**EXTRACTED DATA:**
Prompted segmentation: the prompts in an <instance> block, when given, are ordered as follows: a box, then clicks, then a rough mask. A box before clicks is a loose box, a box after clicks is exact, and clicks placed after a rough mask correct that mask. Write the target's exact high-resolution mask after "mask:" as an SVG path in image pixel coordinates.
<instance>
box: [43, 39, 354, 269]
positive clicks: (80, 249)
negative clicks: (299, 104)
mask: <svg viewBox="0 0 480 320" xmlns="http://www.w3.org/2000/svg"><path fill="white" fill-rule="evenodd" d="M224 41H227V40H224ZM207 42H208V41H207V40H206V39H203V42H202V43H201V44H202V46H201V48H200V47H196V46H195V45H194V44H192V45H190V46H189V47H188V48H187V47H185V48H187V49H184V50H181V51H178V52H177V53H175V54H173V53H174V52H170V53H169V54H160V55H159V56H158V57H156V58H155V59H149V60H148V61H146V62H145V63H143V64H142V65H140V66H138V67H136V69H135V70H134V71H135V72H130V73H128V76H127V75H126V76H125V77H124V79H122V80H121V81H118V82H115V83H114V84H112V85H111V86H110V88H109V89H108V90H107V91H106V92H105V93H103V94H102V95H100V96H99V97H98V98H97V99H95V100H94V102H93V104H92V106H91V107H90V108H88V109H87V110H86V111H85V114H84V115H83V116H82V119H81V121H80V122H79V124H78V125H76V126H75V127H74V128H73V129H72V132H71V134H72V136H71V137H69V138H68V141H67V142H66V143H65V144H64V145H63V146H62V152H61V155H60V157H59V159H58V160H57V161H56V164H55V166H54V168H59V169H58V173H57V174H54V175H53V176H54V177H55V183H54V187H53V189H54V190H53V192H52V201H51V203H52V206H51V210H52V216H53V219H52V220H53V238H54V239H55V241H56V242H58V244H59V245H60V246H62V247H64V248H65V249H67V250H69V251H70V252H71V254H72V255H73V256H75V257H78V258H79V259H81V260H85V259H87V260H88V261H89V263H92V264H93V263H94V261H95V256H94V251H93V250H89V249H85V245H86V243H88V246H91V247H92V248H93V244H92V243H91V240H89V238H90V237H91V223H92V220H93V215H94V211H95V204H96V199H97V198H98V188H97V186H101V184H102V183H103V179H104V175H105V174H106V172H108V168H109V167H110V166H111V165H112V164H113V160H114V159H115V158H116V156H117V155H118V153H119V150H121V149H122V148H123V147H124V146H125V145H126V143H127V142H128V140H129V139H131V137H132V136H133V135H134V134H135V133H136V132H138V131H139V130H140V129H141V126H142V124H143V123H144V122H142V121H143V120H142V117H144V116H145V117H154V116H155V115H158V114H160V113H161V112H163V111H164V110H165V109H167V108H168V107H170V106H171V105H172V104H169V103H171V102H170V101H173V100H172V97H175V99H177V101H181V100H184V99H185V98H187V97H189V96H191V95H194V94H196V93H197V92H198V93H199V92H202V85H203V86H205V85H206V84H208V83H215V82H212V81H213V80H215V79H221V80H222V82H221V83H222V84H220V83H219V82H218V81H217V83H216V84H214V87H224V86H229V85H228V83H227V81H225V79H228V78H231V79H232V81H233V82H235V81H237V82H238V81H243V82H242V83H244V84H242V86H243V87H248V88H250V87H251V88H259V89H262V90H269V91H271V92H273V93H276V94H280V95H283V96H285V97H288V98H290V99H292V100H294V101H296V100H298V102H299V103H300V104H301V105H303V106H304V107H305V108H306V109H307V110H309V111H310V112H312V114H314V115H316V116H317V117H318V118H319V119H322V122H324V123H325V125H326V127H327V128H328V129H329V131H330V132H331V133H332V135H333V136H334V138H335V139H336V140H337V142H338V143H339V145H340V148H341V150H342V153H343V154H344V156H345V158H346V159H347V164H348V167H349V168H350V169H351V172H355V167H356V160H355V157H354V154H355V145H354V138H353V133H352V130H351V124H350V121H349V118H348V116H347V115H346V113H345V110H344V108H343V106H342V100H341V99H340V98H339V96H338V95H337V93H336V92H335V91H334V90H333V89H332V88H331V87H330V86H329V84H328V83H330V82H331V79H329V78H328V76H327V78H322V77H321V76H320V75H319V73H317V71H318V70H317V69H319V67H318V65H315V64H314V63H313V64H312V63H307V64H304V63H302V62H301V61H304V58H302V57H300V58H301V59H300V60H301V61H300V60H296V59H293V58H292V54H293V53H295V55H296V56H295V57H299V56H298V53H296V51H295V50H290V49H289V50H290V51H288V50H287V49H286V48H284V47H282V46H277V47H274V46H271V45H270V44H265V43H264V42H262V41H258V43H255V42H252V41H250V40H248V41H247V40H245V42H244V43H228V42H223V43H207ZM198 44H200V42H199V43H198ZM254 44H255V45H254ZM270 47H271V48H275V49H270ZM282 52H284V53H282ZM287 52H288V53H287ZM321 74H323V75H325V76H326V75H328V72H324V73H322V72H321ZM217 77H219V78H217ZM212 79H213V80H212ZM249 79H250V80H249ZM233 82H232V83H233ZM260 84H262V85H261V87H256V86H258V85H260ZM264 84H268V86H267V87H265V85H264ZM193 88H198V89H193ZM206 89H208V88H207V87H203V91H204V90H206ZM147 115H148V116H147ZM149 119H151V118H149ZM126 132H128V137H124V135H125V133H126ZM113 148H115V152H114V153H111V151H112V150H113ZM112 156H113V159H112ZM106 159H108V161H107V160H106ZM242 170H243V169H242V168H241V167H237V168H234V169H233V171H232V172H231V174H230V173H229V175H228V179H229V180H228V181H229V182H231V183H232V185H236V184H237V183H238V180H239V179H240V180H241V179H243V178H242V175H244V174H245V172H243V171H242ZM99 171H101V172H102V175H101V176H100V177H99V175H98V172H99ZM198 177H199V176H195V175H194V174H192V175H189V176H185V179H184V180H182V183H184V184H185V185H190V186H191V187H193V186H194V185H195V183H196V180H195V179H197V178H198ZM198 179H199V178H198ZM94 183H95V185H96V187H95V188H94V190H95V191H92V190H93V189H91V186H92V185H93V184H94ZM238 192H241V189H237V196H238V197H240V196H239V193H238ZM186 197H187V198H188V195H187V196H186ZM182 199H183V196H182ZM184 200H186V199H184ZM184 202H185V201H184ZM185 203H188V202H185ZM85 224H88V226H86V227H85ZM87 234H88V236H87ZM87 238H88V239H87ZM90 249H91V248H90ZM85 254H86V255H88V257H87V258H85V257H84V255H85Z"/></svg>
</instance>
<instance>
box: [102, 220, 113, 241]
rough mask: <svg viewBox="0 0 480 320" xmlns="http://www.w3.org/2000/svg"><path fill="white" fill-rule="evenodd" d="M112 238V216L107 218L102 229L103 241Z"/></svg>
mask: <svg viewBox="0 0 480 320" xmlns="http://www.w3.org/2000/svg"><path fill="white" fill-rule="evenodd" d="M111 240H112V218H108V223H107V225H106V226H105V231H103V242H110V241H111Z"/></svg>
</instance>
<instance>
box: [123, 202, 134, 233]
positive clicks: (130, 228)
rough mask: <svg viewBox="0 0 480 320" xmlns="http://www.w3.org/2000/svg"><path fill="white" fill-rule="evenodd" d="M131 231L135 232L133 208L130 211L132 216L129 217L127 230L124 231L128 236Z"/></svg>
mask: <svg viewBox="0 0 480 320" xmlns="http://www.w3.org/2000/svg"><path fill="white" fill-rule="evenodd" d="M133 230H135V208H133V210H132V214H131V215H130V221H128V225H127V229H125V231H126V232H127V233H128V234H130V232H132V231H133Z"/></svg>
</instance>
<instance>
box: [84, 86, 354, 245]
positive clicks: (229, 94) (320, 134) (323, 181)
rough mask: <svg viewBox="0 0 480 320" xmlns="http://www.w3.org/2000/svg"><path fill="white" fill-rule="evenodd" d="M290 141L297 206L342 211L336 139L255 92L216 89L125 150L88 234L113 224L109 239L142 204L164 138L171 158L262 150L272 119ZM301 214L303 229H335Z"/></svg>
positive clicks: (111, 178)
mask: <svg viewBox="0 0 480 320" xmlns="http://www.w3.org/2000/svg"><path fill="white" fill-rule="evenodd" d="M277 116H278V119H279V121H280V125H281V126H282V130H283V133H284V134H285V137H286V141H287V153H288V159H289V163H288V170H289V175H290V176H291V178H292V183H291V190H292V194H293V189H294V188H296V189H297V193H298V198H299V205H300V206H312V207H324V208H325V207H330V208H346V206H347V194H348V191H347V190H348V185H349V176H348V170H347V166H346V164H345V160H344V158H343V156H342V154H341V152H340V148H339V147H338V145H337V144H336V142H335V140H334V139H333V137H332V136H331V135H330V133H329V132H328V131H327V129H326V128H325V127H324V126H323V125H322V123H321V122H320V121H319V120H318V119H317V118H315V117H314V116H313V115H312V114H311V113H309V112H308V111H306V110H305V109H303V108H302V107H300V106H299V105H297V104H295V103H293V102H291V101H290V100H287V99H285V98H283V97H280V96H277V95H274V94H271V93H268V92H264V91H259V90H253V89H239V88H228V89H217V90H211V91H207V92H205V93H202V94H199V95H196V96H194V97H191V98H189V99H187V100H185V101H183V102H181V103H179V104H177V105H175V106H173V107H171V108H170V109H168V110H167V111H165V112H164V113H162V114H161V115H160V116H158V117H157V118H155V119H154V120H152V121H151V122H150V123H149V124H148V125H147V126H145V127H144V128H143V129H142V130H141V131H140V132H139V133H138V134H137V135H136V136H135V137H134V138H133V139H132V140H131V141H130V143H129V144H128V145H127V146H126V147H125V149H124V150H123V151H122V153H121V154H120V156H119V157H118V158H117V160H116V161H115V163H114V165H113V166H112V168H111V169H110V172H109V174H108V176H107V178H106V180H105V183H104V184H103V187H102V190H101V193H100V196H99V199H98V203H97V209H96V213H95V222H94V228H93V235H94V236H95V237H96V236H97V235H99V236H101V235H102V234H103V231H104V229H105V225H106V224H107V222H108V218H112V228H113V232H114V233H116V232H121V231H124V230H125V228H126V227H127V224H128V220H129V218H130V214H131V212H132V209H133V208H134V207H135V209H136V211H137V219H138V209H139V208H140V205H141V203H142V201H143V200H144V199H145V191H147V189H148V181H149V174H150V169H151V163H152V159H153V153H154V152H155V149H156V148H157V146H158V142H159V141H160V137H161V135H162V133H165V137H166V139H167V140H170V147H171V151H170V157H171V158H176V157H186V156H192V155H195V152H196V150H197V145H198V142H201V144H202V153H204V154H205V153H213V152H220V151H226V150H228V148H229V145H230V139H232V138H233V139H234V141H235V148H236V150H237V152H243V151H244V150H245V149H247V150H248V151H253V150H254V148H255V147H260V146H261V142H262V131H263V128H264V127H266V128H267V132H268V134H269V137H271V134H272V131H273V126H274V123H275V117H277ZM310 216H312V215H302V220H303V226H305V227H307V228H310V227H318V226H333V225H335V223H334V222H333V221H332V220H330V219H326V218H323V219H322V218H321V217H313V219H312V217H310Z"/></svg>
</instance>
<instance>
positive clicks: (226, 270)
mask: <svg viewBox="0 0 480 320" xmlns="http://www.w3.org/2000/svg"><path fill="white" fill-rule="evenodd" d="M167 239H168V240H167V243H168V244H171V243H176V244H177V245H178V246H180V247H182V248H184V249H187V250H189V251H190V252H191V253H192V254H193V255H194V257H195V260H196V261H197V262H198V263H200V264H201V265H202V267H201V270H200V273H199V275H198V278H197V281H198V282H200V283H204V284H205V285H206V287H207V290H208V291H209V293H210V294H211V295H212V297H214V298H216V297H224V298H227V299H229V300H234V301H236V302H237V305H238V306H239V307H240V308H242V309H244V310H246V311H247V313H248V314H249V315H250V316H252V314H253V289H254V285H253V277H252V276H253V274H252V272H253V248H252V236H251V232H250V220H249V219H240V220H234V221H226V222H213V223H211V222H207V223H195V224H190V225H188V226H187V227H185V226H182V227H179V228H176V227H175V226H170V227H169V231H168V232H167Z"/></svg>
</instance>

**WORK REQUIRED:** With the line that has "box: [84, 86, 354, 245]" as the first and the line that has "141L297 206L342 211L336" as the last, repeat exactly that run of lines above and no more.

**RESPONSE:**
box: [84, 86, 354, 245]
positive clicks: (229, 94) (320, 134) (323, 181)
rough mask: <svg viewBox="0 0 480 320" xmlns="http://www.w3.org/2000/svg"><path fill="white" fill-rule="evenodd" d="M290 141L297 206L342 211L336 139L255 92L216 89L125 150L88 234L113 224L109 239L142 204L164 138L171 158L262 150L272 119ZM301 214L303 229H335Z"/></svg>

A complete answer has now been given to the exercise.